■ **Quoted text**
-*-
Thursday morning headlines

Reality checks: The media mob back east is still saying that this week's fires forced almost a million Californians to flee (it's on the Bloomberg main page). That's turning out to be, well, a bit exaggerated - as has much of the national coverage. The LAT reports on p1 that the number of those displaced was far lower - a pretty logical conclusion given that Qualcomm Stadium only had 17,000 people at the peak of the evacuation. The disconnect might have been the result of assuming that people who were told to leave actually left. Also, some evacuation orders were lifted within hours.

Numerous news organizations, including The Times, had estimated the total number evacuated at more than 800,000, with many outlets placing the number displaced at 1 million. Some San Diego officials have made the comparison to the Gulf Coast's mass evacuation when Hurricane Katrina struck two years ago, when 1.2 million left Greater New Orleans ahead of the approaching storm, according to a study by Louisiana State University. "We've evacuated more people than were evacuated in Katrina," San Diego County Sheriff Bill Kolender said Wednesday. That statement now seems imprecise. Transportation analysts for the Automobile Club of Southern California said that because evacuation orders were issued over a period of days, it was unlikely that half a million people were moving all at once.

Fires are no Katrina: The politicians and pundits will try to find similarities, but to the insurance industry there's no comparison. This week's wildfires are likely to cost insurers about $1 billion; damages from Katrina resulted in a $41.1 billion payout (a spokeswoman for an industry trade group called the fire losses "pretty minimal." It's not just the money that's different: flooding damage is not covered in most home insurance policies, which led to all kinds of litigation after the hurricane (much of it won by insurers). Fire coverage is a standard part of any policy (this goes back hundreds of years). Of course, that doesn't mean there won't be problems. From the NYT:

Randy Maniloff, a lawyer in Philadelphia who specializes in defending insurance companies, said many homeowners would probably find that they did not buy enough coverage to rebuild their homes. After the worst recent outbreak of wildfires destroyed several thousand homes on the edge of San Diego in 2003, homeowners filed hundreds of lawsuits, Mr. Maniloff said, claiming that their agents and insurance companies should have advised them to buy more coverage. But this past April, he said, the first trial involving those cases ended in favor of the insurance company.
-*-
■ **Information provided**

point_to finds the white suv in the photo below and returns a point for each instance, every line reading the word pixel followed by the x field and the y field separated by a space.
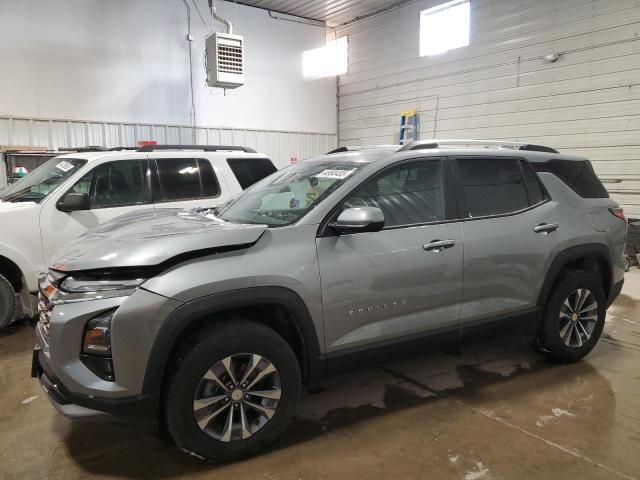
pixel 73 193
-*-
■ **Task prompt**
Which passage in the California fires headlines runs from the words containing "Thursday morning headlines" through "lifted within hours."? Extract it word for word.

■ **Response below**
Thursday morning headlines

Reality checks: The media mob back east is still saying that this week's fires forced almost a million Californians to flee (it's on the Bloomberg main page). That's turning out to be, well, a bit exaggerated - as has much of the national coverage. The LAT reports on p1 that the number of those displaced was far lower - a pretty logical conclusion given that Qualcomm Stadium only had 17,000 people at the peak of the evacuation. The disconnect might have been the result of assuming that people who were told to leave actually left. Also, some evacuation orders were lifted within hours.